• _Task requirements_: Write out each of the entries below word for word, without the pictures.

• _Record extracts_:
[start]
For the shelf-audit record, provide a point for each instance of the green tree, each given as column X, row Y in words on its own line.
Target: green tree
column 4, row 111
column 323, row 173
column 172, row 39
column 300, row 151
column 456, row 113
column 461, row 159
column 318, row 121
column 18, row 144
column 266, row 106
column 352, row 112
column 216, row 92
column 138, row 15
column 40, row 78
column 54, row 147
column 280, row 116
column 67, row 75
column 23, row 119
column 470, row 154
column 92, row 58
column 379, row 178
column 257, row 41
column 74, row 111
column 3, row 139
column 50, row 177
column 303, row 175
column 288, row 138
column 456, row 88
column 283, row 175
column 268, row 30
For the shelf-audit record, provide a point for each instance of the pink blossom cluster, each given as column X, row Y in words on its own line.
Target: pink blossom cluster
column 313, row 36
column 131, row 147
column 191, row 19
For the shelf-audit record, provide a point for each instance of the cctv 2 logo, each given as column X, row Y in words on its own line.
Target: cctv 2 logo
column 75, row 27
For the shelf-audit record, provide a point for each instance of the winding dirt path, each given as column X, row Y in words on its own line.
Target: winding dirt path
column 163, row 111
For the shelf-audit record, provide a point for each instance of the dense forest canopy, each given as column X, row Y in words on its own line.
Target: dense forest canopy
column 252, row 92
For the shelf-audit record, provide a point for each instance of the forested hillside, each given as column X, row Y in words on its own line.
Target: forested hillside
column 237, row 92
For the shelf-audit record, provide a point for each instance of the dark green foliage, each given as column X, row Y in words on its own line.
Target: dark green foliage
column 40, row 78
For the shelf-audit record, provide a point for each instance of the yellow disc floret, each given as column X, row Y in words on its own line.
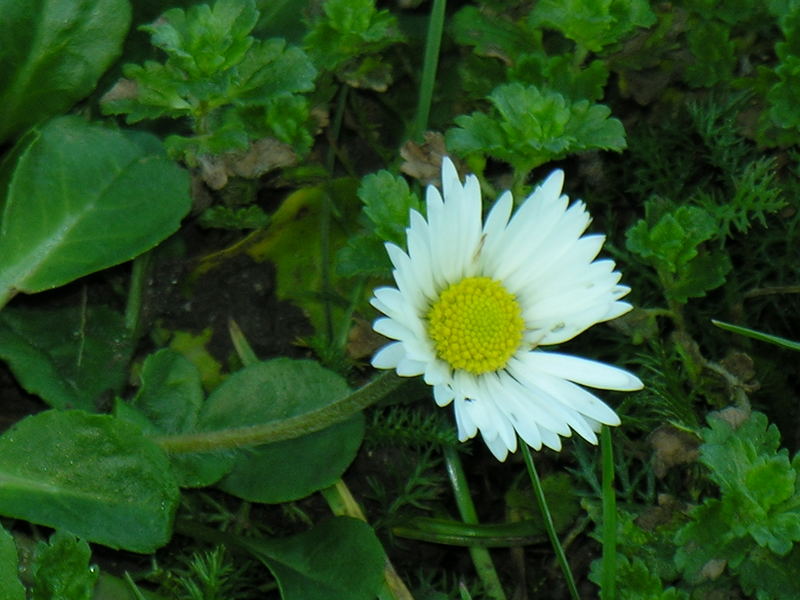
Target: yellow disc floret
column 476, row 325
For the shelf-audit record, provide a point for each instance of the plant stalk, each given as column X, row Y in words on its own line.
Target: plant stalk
column 479, row 554
column 548, row 521
column 608, row 581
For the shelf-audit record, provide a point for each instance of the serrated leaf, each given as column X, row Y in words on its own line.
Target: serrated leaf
column 363, row 255
column 714, row 55
column 10, row 585
column 707, row 537
column 93, row 475
column 338, row 558
column 82, row 198
column 205, row 40
column 350, row 29
column 494, row 35
column 766, row 576
column 703, row 273
column 593, row 24
column 52, row 55
column 672, row 241
column 272, row 391
column 561, row 74
column 68, row 356
column 387, row 202
column 529, row 127
column 61, row 569
column 270, row 69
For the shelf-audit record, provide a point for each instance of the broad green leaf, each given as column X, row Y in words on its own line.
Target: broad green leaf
column 339, row 558
column 758, row 335
column 272, row 391
column 83, row 198
column 61, row 569
column 67, row 356
column 52, row 53
column 10, row 585
column 92, row 475
column 169, row 401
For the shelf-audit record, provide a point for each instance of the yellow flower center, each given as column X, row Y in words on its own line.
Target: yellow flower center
column 476, row 325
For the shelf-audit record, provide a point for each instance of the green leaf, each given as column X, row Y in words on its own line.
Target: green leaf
column 530, row 127
column 766, row 576
column 593, row 24
column 714, row 54
column 635, row 581
column 275, row 390
column 292, row 243
column 268, row 70
column 61, row 569
column 672, row 242
column 758, row 335
column 705, row 272
column 70, row 357
column 494, row 35
column 339, row 558
column 92, row 475
column 708, row 537
column 52, row 54
column 363, row 255
column 205, row 40
column 169, row 401
column 561, row 74
column 387, row 202
column 83, row 198
column 10, row 585
column 350, row 29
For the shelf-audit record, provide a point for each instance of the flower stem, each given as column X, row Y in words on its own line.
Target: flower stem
column 293, row 427
column 133, row 308
column 430, row 62
column 608, row 581
column 480, row 555
column 548, row 521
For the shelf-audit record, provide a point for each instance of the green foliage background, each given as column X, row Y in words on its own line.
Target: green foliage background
column 251, row 158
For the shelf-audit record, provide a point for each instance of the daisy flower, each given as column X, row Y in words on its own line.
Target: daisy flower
column 476, row 301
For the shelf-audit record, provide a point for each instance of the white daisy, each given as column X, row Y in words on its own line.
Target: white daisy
column 475, row 300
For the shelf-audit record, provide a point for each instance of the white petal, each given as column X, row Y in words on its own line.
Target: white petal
column 466, row 426
column 499, row 447
column 437, row 372
column 579, row 399
column 584, row 371
column 443, row 394
column 410, row 368
column 389, row 356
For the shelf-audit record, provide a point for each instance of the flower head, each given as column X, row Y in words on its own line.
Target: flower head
column 476, row 300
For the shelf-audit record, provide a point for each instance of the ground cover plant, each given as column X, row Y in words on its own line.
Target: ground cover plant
column 244, row 246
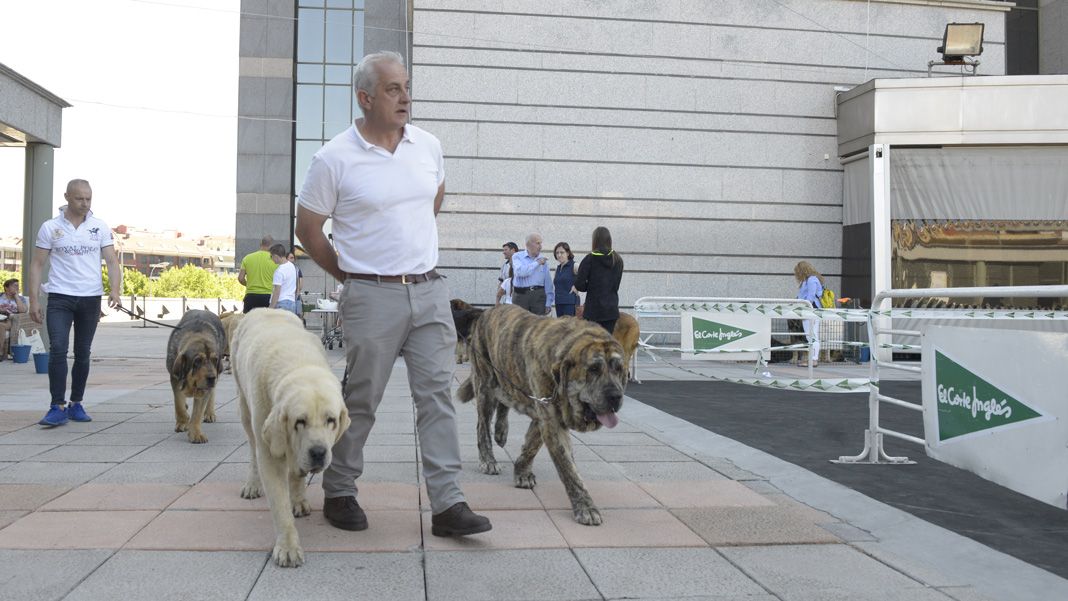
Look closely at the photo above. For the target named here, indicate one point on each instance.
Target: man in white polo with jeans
(72, 243)
(382, 183)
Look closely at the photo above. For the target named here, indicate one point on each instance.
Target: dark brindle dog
(564, 374)
(194, 360)
(464, 318)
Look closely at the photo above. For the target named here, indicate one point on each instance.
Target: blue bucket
(20, 352)
(41, 362)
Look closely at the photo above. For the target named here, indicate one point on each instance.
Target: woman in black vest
(599, 274)
(563, 280)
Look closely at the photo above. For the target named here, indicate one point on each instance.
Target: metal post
(881, 240)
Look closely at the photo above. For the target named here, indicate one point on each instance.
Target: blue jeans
(63, 311)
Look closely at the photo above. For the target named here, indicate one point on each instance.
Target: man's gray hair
(366, 76)
(75, 183)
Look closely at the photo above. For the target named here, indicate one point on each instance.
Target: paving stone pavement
(125, 508)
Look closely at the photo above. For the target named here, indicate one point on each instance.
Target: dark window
(1021, 38)
(329, 45)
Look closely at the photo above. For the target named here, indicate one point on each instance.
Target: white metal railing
(880, 325)
(773, 307)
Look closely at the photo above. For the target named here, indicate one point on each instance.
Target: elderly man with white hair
(382, 182)
(532, 286)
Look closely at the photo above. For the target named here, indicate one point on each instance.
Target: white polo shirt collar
(406, 137)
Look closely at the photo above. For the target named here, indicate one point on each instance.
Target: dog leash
(131, 314)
[end]
• _Exercise result_:
For the shelf-audit record, provide a point for each instance of the green tree, each given as column X, row Y in words on its own line.
Target: green tree
column 4, row 111
column 323, row 173
column 172, row 39
column 300, row 151
column 456, row 113
column 461, row 159
column 318, row 121
column 18, row 144
column 266, row 106
column 352, row 112
column 216, row 92
column 138, row 15
column 40, row 78
column 54, row 147
column 280, row 116
column 67, row 75
column 23, row 119
column 470, row 154
column 92, row 58
column 379, row 178
column 257, row 41
column 74, row 111
column 3, row 139
column 50, row 177
column 303, row 175
column 288, row 138
column 456, row 88
column 283, row 175
column 268, row 30
For the shelf-audit record, provide a point for each instance of the pink blossom cluster, each given as column X, row Y in words on its own line.
Target: pink blossom cluster
column 313, row 36
column 131, row 147
column 191, row 19
For the shelf-audit record, provide a point for each instance of the cctv 2 logo, each given as column X, row Y in words on its own line.
Target: cctv 2 logo
column 75, row 27
For the shelf-audit record, provide a point for each instance of the winding dirt path, each given as column X, row Y in words on its own line.
Target: winding dirt path
column 163, row 111
For the shelf-audit record, provide a point for each instance of the dense forest canopy, each given as column X, row Y in words on its own line.
Target: dense forest canopy
column 252, row 92
For the shelf-audit record, provide a point for each instance of the forested hillside, each given as column X, row Y in words on its own line.
Target: forested hillside
column 237, row 92
For the shelf-audit record, provide a point for each instance of the dark green foliage, each given as column X, row Y in words on its own line.
Target: dark green foliage
column 40, row 78
For the shelf-audit record, provide a point for each instance of the yellow disc floret, each given as column X, row Y in words on its own line.
Target: yellow disc floret
column 476, row 325
For the shelf-audit record, provide a point for each instance of the plant stalk, each given as column X, row Y in words on its own line.
Target: plant stalk
column 479, row 554
column 548, row 521
column 608, row 581
For the shelf-audit record, provide a point for each instance of the serrated leaf, each given as column X, row Y in words on its own line.
Target: serrated leaf
column 363, row 255
column 714, row 55
column 10, row 585
column 707, row 537
column 93, row 475
column 338, row 558
column 82, row 198
column 205, row 40
column 350, row 29
column 494, row 35
column 766, row 576
column 703, row 273
column 593, row 24
column 52, row 55
column 672, row 241
column 272, row 391
column 561, row 74
column 68, row 356
column 387, row 202
column 529, row 127
column 61, row 569
column 270, row 69
For the shelf-audit record, provide a point for each instance of the broad green leaf, each given as column X, row Y in words on its own line.
Target: broad green leaf
column 339, row 558
column 758, row 335
column 272, row 391
column 83, row 198
column 61, row 569
column 67, row 356
column 52, row 53
column 10, row 585
column 92, row 475
column 169, row 401
For the shelf-audit record, provide a point for each instance of the yellow flower center, each given as column X, row Y in words on its own line.
Target: yellow flower center
column 476, row 325
For the shelf-audit record, provide a point for each instance of the green leaf, each given as column X, row Y in words on its own line.
Target: green leaf
column 530, row 127
column 766, row 576
column 593, row 24
column 714, row 54
column 635, row 581
column 275, row 390
column 292, row 243
column 268, row 70
column 61, row 569
column 672, row 242
column 758, row 335
column 705, row 272
column 70, row 357
column 494, row 35
column 339, row 558
column 92, row 475
column 708, row 537
column 52, row 54
column 363, row 255
column 205, row 40
column 169, row 401
column 561, row 74
column 387, row 202
column 83, row 198
column 10, row 585
column 350, row 29
For the shelf-audit record, provide a point for each instance of the flower stem, each given as column X, row Y in words on its own line.
Target: flower stem
column 293, row 427
column 133, row 308
column 430, row 62
column 608, row 581
column 480, row 555
column 548, row 521
For the shelf-audit record, provide a point for each instance of the green foliage background, each given as column X, row Y in words on its own line.
Target: green foliage background
column 251, row 158
For the shelf-audit record, provide a point for each instance of the daisy flower, each given as column X, row Y in words on its own line.
Target: daisy flower
column 476, row 301
For the shelf-audit record, provide a point for each instance of the white daisy, each given as column X, row Y in words on its own line.
Target: white daisy
column 475, row 300
For the shelf-audit record, provide a point for each instance of the white petal, each given as column X, row Y in words on its own line.
Target: white petal
column 466, row 426
column 499, row 447
column 437, row 372
column 579, row 399
column 584, row 371
column 443, row 394
column 410, row 368
column 389, row 356
For the shelf-audit record, provide a point for each instance of the flower head, each given as column X, row Y in words on its own line.
Target: flower head
column 476, row 300
For the shelf-audit record, provide a point for each instance of the ground cover plant, each given as column X, row Y in words on its own line.
Target: ground cover plant
column 244, row 246
Look closely at the photo above. For the target named here, indicate one point on each instance.
Target: man in white polo with jeans
(72, 243)
(382, 183)
Look closely at the photo above. For the target named here, indicate one point on each instance.
Target: dark brindle dog
(564, 374)
(194, 360)
(464, 318)
Look closely at the photo above. For the target named here, indicate one point on each instance.
Target: blue bucket
(20, 352)
(41, 362)
Look closely at the photo above. For the target named here, indicate one point on each instance.
Target: woman in black vest
(599, 274)
(563, 280)
Look closely at the photo above. For the target named here, indicate one point on each instance.
Target: metal post
(881, 240)
Look closely at the photo above. For the target named here, indicate one point on each instance.
Target: blue jeans
(63, 311)
Look closely at the photo above. For the target named here, indicate one point on each instance.
Target: man's gray hair
(366, 76)
(75, 183)
Look closely at the photo above. For the target named here, indicate one point on each instance.
Target: paving stone pavement
(125, 508)
Look closely at the photo above. For the target named here, indicate one point on each instance.
Target: dark window
(1021, 38)
(329, 45)
Look closely at the photo above. For the target named here, indicate one point on each instance.
Target: white metal railing
(880, 325)
(773, 307)
Look closely at the photo above. For the target named here, indicate one point on each instance.
Target: elderly man with white hair
(382, 182)
(532, 286)
Look closely at the photo above. For the target named here, indicate one point on each instance.
Target: white polo shirt collar
(406, 137)
Look closely at the photo above. For the target named here, indicate one point on each instance.
Target: dog leash
(131, 314)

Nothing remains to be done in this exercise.